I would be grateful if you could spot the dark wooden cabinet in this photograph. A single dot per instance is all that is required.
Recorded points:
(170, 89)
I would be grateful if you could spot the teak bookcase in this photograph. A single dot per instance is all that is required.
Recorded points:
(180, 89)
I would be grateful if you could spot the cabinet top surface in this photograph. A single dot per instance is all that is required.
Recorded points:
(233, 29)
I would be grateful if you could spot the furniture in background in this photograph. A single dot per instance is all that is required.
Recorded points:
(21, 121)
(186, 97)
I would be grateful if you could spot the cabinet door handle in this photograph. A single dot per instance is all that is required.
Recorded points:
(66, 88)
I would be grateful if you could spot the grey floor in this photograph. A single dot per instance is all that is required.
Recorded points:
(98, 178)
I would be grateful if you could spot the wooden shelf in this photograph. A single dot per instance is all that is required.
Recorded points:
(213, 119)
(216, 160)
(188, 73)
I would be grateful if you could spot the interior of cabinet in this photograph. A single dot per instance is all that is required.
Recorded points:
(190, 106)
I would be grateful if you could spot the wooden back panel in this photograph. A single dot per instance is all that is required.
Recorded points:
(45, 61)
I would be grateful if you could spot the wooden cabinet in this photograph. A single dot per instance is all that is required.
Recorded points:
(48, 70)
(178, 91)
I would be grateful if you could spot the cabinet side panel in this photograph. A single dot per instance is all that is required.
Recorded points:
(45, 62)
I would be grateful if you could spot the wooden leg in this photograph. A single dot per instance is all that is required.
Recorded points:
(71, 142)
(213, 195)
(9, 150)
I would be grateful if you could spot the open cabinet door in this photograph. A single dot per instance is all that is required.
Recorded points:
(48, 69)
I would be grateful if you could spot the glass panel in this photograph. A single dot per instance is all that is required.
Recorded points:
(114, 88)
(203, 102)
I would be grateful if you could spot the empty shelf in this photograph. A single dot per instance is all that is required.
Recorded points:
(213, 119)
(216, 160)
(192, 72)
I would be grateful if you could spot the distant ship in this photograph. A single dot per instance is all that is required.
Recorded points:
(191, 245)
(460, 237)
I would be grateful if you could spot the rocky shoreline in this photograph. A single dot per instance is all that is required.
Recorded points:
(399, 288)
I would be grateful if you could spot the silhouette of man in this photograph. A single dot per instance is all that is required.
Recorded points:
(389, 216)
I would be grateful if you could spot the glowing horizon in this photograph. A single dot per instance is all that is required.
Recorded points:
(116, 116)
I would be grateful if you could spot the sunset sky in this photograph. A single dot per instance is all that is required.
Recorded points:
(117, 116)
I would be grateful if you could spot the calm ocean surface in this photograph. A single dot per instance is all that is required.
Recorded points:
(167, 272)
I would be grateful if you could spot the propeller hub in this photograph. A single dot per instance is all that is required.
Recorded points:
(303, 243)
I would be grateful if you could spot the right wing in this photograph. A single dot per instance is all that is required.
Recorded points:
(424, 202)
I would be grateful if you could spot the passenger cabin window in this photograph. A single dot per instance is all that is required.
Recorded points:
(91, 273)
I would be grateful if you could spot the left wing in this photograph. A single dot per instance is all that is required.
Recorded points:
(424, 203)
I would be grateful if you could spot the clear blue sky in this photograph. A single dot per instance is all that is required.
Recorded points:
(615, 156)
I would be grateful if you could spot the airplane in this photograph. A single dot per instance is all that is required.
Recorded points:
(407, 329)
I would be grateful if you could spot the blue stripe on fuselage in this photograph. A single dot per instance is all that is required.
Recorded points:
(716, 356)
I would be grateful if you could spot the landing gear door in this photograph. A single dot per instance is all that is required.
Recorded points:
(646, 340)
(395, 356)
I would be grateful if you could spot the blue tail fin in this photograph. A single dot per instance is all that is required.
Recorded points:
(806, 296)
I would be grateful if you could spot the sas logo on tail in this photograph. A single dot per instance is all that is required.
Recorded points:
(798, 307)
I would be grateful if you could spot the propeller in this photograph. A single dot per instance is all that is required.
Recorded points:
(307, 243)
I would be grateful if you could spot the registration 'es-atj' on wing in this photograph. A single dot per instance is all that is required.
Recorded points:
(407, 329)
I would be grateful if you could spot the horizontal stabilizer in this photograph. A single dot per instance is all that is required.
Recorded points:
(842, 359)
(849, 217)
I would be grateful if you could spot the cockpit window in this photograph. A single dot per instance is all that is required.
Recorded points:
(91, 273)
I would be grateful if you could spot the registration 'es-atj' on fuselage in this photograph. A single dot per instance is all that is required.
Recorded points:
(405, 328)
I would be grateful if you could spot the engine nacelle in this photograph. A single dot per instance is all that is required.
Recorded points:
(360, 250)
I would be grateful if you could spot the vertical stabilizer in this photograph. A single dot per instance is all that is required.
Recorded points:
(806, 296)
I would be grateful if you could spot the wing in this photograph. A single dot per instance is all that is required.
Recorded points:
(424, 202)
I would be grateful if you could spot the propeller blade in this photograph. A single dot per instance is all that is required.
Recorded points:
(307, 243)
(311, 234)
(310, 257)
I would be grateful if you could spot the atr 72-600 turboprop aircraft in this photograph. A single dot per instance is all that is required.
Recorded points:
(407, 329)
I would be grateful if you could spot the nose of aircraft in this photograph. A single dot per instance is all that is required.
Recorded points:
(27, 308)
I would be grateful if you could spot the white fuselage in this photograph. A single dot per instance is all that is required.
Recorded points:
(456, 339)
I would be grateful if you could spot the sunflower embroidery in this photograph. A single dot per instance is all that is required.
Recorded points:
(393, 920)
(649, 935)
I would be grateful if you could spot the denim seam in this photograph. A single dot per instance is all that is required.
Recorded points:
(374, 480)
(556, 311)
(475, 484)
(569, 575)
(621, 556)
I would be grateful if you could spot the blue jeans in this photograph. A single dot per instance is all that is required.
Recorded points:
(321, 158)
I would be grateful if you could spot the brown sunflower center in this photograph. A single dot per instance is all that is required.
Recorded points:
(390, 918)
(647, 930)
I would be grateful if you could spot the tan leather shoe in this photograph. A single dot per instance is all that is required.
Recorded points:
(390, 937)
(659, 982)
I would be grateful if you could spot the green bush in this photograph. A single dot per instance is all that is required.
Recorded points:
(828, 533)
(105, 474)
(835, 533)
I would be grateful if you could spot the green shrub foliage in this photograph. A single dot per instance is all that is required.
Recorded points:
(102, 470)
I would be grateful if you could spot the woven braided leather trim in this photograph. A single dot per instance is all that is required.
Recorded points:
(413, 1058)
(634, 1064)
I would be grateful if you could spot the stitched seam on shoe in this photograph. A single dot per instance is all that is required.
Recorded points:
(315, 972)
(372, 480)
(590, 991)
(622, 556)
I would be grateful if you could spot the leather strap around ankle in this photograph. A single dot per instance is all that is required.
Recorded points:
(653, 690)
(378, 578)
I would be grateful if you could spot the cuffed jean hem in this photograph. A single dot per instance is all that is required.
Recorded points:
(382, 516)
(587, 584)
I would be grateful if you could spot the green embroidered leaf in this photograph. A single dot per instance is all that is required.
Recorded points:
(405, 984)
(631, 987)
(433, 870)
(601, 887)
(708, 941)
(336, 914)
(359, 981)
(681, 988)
...
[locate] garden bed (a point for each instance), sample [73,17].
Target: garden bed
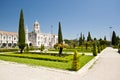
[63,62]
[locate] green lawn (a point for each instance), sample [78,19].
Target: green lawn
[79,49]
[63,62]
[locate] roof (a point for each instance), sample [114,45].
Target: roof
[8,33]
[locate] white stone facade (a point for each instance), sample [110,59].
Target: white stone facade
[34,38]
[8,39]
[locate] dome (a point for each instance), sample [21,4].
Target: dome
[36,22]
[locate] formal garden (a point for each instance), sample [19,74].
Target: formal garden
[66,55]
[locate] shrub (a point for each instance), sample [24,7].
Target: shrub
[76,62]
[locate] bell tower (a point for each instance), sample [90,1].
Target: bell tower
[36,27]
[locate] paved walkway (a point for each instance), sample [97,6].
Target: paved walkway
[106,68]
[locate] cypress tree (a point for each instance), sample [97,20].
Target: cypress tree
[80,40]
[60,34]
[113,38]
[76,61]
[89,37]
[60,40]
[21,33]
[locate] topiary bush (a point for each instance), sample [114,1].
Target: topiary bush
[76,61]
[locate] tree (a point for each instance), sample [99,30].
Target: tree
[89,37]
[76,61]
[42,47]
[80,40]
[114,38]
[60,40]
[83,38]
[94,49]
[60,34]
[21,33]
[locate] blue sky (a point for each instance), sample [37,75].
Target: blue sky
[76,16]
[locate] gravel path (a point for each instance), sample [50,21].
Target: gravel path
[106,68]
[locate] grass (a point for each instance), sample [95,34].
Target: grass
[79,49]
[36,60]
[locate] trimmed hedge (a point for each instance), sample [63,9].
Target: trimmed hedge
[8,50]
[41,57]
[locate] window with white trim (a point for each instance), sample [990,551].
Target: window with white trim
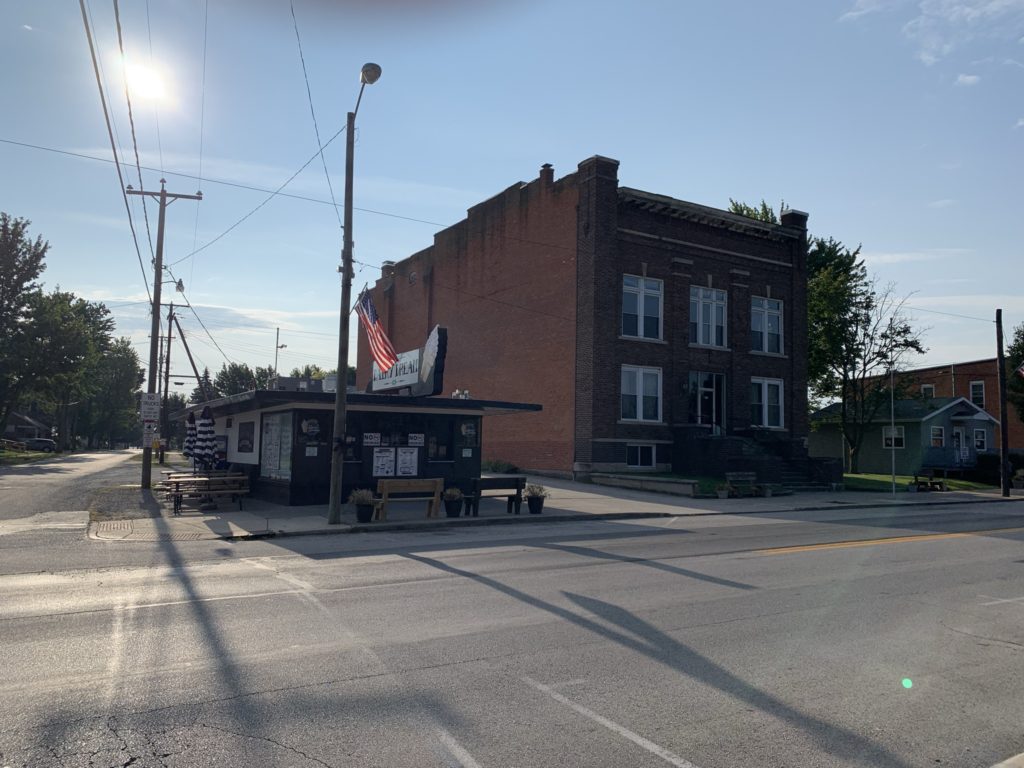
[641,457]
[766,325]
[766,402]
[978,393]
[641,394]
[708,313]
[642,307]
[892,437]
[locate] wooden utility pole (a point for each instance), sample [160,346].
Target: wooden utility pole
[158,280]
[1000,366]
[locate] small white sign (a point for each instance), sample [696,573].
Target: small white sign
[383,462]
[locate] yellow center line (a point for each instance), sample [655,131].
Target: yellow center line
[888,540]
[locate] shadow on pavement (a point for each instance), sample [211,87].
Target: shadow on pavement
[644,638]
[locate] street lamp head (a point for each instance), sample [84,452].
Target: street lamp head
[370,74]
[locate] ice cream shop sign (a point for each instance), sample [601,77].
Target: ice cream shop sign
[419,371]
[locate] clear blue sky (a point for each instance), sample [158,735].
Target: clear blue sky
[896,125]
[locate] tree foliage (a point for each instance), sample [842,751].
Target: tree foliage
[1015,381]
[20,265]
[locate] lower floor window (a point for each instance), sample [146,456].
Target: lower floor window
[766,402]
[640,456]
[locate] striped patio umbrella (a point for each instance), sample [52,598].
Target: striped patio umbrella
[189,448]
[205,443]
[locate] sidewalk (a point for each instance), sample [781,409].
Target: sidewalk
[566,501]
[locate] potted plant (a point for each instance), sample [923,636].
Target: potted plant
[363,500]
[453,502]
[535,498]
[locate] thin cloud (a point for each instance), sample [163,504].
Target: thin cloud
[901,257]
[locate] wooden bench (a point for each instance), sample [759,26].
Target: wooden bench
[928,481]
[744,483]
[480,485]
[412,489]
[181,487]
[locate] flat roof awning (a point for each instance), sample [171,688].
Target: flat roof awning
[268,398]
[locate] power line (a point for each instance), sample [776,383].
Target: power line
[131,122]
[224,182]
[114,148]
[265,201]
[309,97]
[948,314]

To be done -> Count the lines above that contain the word "flat". Reply with the number only.

Exercise result -> 2